--- Trecho fornecido ---
((

Professora: Profª. Drª Alessandra Affortunati Martins
Entre 1934 e 1938, Freud está obcecado pela controversa imagem de um Moisés que não seria judeu, mas sim egípcio. Quando redige O homem Moisés e a religião monoteísta circunscreve a categoria de estrangeiro que será decisiva para debates contemporâneos da psicanálise e da filosofia anticolonialista e não-identitárias. Seu Moisés foi escrito no calor da hora: com a anexação da Áustria pela Alemanha nazista de Hitler, Freud será obrigado a exilar-se na Inglaterra, aprofundando seus afetos relacionados à posição de estrangeiro, já experimentada na pele como judeu-europeu. A ousada tese freudiana é capaz de romper com toda historiografia eurocêntrica e judaico-cristã do Ocidente, como mostra Edward Said em Freud e os não-europeus. Com a noção de estrangeiro, Freud subverte tanto os ideais nazifascistas de pureza da raça e de nacionalismo, como os ideais sionistas pautados na identidade judaica.

))

--- Perguntas ---
• 1. Indique se cada afirmação concorda com o texto sobre o Moisés de Freud, respondendo sim ou não e citando literalmente as palavras do texto que decidem a questão: (a) O Moisés imaginado por Freud seria egípcio. (b) Edward Said é citado como autor de Freud e os não-europeus. (c) Com a noção de estrangeiro, Freud reforça os ideais sionistas pautados na identidade judaica.
• 2. Por favor, prossiga com o texto sobre o Moisés de Freud a partir do ponto em que ele para.
A listagem não tem nenhum papel aqui.

--- Informações ---

((

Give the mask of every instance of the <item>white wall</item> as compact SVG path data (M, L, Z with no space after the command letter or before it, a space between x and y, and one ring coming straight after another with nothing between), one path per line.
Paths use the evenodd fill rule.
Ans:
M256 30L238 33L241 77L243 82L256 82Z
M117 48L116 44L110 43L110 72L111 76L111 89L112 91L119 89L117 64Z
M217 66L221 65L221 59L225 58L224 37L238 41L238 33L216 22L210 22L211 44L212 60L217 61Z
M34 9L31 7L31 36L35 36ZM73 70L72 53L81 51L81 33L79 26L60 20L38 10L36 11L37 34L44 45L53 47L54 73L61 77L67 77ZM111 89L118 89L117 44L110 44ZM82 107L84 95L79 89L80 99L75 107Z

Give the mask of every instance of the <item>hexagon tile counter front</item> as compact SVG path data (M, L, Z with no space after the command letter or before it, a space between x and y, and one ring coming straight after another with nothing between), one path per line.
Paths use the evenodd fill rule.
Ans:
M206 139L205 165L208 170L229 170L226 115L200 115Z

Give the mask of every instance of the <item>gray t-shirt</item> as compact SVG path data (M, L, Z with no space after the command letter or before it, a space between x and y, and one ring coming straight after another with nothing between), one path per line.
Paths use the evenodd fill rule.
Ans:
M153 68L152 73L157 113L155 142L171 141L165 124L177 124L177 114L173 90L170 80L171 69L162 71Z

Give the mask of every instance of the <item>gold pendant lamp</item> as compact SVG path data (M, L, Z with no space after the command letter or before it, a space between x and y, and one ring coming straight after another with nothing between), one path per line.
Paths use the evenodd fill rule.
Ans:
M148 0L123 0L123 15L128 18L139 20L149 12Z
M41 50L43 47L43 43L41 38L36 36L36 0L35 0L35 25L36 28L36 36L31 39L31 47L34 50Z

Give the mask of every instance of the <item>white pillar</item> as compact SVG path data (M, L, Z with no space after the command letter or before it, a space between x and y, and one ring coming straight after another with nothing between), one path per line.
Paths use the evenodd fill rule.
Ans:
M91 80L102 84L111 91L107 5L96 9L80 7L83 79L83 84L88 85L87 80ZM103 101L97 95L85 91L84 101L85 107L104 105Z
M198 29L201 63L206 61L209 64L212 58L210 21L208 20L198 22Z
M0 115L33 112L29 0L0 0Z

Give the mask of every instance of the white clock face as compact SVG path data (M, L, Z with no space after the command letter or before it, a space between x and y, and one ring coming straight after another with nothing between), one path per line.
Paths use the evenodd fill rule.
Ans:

))

--- Respostas esperadas ---
• 1.
(a) Sim: "um Moisés que não seria judeu, mas sim egípcio".
(b) Sim: "como mostra Edward Said em Freud e os não-europeus".
(c) Não: "Freud subverte tanto os ideais nazifascistas de pureza da raça e de nacionalismo, como os ideais sionistas pautados na identidade judaica".

• 2.
No curso, a articulação de Freud com Benjamin visará aprofundar o caráter estrangeiro inerente à linguagem da tradução e o lugar em que o estrangeiro se situa, o limiar. Diferente da noção de fronteira, simples divisória identitária entre dois territórios distintos, Benjamin amplia e concede densidade a um lugar de passagem. Analisaremos como desse suposto “não-lugar” nascem outras formas estéticas e éticas. A partir da análise de alguns textos de Walter Benjamin sobre fascismo e modernidade será possível elucidar a vivacidade dos debates anticolonialistas e não-identitários mencionados e observar os meandros da clínica psicanalítica e da política contemporânea, pautada em aspectos identitários de sujeitos suplantados pela lógica unívoca da mercadoria.